Gisela Black Taschner

Maria Arminda do Nascimento Arruda (USP)

Amiga, irmã, socióloga pioneira

Creio não ser possível pensar o percurso da socióloga Gisela Black Taschner (05-09-1948/19-08-2012) sem tratar das circunstâncias da sua formação, pessoal, acadêmica e profissional. Nascida em São Paulo em um momento de intensas transformações urbanas, quando a cidade se transformava em metrópole, os problemas de pesquisa construídos por Gisela expressaram a complexidade dos fenômenos produzidos na esteira das promessas civilizatórias contidas nas transformações em curso. Igualmente, a sua origem familiar não foi fortuita na modelagem da sua trajetória e escolhas profissionais.

________

Tarefa solicitada A: Extraia do texto sobre Gisela Black Taschner tudo o que vai desde "Maria Arminda do" até "e escolhas profissionais.", sem alterar nada.
Tarefa solicitada B: Diga se cada afirmação abaixo está de acordo com o texto sobre Gisela Black Taschner, respondendo sim ou não e citando as palavras do texto que decidem a questão. (i) Gisela Black Taschner nasceu em São Paulo. (ii) O texto afirma que se pode pensar o percurso de Gisela sem tratar das circunstâncias da sua formação. (iii) O texto indica 2012 como o ano da morte de Gisela.
Tarefa solicitada C: Segundo o texto sobre Gisela Black Taschner, o que acontecia com a cidade de São Paulo quando ela nasceu?

Dados fornecidos:

________

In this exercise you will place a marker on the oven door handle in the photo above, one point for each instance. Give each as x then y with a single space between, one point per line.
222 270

________

Resultado da tarefa A:
Maria Arminda do Nascimento Arruda (USP)

Amiga, irmã, socióloga pioneira

Creio não ser possível pensar o percurso da socióloga Gisela Black Taschner (05-09-1948/19-08-2012) sem tratar das circunstâncias da sua formação, pessoal, acadêmica e profissional. Nascida em São Paulo em um momento de intensas transformações urbanas, quando a cidade se transformava em metrópole, os problemas de pesquisa construídos por Gisela expressaram a complexidade dos fenômenos produzidos na esteira das promessas civilizatórias contidas nas transformações em curso. Igualmente, a sua origem familiar não foi fortuita na modelagem da sua trajetória e escolhas profissionais.

Resultado da tarefa B:
(i) Sim: "Nascida em São Paulo em um momento de intensas transformações urbanas".
(ii) Não: "Creio não ser possível pensar o percurso da socióloga Gisela Black Taschner (05-09-1948/19-08-2012) sem tratar das circunstâncias da sua formação".
(iii) Sim: "(05-09-1948/19-08-2012)".

Resultado da tarefa C: A cidade passava por intensas transformações urbanas e se transformava em metrópole.